- [Exercise prompt] Present the lines below as a numbered list, from the line containing "of the framed" through the last line, leaving out any blank lines.

[Collected data entries]
■ ■ ■ ■

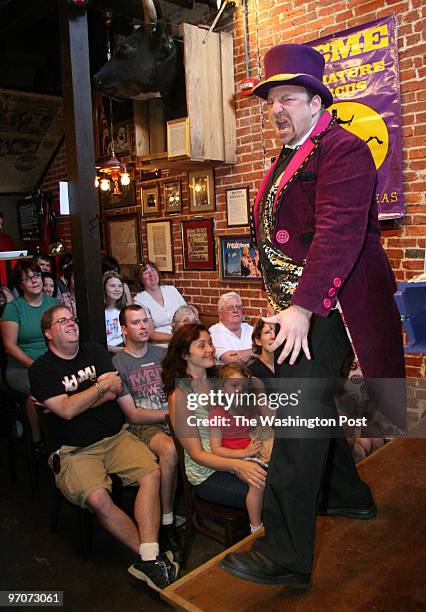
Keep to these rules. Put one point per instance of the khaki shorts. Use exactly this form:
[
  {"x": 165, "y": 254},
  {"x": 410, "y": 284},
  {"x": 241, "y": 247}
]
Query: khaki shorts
[
  {"x": 86, "y": 470},
  {"x": 145, "y": 433}
]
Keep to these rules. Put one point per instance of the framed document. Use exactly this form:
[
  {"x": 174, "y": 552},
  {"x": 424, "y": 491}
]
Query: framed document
[
  {"x": 172, "y": 197},
  {"x": 239, "y": 259},
  {"x": 178, "y": 143},
  {"x": 237, "y": 206},
  {"x": 198, "y": 244},
  {"x": 159, "y": 240},
  {"x": 123, "y": 242},
  {"x": 201, "y": 191},
  {"x": 150, "y": 201},
  {"x": 125, "y": 197}
]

■ ■ ■ ■

- [Problem solution]
1. Keep to these rules. Put one point per instance of the framed document. Use exactly this form:
2. [
3.   {"x": 174, "y": 552},
4.   {"x": 424, "y": 491}
5. ]
6. Query: framed document
7. [
8.   {"x": 172, "y": 197},
9.   {"x": 239, "y": 259},
10.   {"x": 178, "y": 143},
11.   {"x": 237, "y": 206},
12.   {"x": 198, "y": 244},
13.   {"x": 159, "y": 240},
14.   {"x": 123, "y": 242},
15.   {"x": 201, "y": 191},
16.   {"x": 150, "y": 201},
17.   {"x": 125, "y": 197}
18. ]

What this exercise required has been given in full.